→ **Document segment**
----

BOSTON -- The Boston Celtics are no different than the rest of us. They have a lot to be thankful for.
 
There’s the usual good health, family and friends. But they have a few more things to be thankful for, as well.
 
So as you take a brief time-out today from the turkey, stuffing and cranberry sauce, here’s a look at five things the Celtics are thankful for this season.


 
KYRIE IRVING
 
The Celtics have had some solid players in recent years, but the addition of Kyrie Irving was a game-changer. He provides Boston with an unmistakable superstar who has a proven track record of success on all levels -- he's won an NBA championship and an Olympic Gold medal, and is also a four-time All-Star. Did I mention he’s just 25 years old?


 
AL HORFORD
 
His numbers will never adequately measure the impact Horford has had on the Celtics. The big plus with Horford was him simply agreeing to be a Celtic. For years this franchise has been built on the success of developing draft picks or trading for talented players. But rarely have they had the financial flexibility or, to be frank, the kind of appeal to free agents to go out and acquire a proven All-Star like Al Horford. His arrival has enhanced an already-established winning culture, one that has become a player on the free agency market ever since.

----

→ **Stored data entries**

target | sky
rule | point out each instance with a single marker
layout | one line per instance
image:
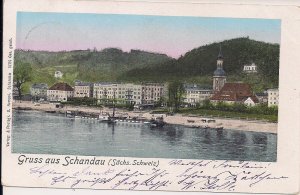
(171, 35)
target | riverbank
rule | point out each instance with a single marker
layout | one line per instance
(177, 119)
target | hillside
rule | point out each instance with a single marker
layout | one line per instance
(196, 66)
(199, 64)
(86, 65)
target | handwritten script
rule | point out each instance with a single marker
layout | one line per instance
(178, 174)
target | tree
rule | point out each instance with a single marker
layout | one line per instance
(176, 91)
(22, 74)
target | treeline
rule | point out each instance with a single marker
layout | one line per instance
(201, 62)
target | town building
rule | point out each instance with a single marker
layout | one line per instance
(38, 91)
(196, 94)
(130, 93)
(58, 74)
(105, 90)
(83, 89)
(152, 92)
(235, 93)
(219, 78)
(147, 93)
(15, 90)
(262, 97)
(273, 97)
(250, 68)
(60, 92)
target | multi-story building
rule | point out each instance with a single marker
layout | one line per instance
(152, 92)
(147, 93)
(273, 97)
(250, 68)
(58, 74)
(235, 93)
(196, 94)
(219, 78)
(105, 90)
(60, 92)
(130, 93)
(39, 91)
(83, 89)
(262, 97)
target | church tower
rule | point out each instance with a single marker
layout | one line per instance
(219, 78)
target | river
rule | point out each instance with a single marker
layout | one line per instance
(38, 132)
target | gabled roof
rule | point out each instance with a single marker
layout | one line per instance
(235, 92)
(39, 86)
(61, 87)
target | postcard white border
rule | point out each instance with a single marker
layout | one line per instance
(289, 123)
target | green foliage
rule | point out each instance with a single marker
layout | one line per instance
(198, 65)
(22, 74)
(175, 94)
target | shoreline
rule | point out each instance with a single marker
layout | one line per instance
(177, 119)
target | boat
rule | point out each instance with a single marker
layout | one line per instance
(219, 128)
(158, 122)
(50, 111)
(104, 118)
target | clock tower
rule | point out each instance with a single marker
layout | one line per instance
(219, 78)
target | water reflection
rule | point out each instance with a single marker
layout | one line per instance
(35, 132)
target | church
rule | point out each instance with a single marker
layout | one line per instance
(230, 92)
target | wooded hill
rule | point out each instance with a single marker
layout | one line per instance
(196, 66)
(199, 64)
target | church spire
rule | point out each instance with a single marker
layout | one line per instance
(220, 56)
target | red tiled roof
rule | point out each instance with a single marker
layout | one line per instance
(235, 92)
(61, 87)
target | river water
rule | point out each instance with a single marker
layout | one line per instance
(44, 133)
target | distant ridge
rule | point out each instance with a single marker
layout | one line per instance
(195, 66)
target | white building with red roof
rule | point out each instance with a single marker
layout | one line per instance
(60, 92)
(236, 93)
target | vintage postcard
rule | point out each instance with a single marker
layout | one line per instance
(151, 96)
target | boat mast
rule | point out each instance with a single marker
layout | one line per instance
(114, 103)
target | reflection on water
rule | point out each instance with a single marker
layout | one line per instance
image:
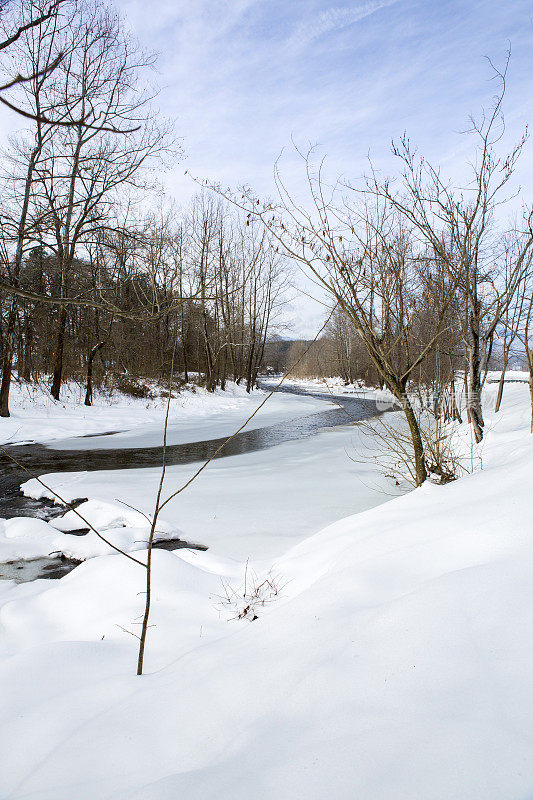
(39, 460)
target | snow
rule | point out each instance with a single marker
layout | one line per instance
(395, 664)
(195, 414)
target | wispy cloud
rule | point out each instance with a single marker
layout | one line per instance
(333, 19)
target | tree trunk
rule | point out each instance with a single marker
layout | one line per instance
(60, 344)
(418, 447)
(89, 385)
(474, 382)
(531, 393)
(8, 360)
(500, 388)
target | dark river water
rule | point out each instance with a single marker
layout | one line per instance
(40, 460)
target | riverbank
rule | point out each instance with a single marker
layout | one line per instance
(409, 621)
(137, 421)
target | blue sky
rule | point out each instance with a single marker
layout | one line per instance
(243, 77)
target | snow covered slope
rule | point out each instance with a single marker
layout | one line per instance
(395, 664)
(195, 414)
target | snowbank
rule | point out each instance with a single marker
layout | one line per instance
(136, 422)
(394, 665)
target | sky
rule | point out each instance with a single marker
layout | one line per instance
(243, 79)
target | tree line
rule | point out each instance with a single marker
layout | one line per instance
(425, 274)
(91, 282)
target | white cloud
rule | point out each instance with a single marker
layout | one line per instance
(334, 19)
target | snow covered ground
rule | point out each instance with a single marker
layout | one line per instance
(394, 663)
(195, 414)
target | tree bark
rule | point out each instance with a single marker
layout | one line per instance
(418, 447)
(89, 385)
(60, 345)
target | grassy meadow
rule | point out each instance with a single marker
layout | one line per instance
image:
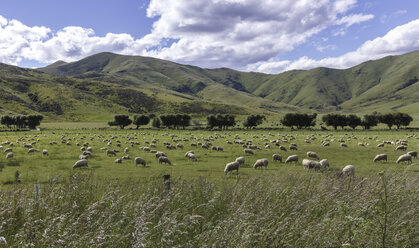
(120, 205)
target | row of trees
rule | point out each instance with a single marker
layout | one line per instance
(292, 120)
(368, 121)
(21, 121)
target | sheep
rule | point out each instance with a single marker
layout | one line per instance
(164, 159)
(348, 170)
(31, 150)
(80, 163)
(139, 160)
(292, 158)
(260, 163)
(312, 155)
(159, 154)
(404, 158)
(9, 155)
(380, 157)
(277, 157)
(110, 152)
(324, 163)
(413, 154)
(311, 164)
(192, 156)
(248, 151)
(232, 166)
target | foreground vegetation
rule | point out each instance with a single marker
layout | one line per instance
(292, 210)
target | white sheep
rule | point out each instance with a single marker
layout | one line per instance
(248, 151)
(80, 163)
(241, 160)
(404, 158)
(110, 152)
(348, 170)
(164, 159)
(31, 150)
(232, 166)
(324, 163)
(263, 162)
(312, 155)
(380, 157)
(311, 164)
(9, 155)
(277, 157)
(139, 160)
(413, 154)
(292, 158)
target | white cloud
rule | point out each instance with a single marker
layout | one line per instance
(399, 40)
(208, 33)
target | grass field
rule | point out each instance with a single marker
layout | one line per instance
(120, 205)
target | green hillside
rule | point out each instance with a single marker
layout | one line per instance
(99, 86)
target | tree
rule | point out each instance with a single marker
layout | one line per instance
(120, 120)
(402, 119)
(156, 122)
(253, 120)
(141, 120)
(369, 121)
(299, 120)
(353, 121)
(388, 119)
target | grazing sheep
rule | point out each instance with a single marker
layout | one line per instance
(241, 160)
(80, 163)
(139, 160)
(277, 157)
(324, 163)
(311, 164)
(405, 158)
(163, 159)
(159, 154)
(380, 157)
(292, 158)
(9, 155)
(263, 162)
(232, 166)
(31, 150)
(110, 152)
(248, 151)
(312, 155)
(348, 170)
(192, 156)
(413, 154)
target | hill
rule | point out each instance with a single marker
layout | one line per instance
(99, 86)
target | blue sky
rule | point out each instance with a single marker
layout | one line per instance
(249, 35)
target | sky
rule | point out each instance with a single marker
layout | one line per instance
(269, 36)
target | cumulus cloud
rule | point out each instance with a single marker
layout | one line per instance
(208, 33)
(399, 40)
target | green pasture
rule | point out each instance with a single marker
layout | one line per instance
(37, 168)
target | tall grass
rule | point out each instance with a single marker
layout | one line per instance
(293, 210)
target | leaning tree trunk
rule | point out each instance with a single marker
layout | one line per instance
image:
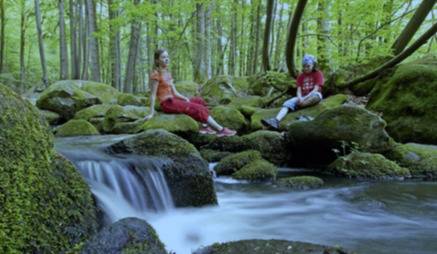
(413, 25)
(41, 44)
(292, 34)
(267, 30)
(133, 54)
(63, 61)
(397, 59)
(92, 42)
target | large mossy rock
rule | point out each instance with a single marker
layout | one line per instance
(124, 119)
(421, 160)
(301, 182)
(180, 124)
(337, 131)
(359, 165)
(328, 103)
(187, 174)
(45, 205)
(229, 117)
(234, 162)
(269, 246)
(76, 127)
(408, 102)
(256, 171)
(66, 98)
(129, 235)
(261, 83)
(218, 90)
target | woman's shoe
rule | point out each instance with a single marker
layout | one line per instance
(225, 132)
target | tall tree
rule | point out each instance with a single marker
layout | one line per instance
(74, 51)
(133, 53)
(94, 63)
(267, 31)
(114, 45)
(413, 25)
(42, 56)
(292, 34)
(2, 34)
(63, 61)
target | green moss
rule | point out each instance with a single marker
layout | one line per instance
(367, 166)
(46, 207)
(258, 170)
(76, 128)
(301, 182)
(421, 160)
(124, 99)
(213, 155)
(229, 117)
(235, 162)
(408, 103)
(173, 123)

----

Per the Celtics article, how many times has Kyrie Irving been named an All-Star?

→ **Result for this task**
Four times.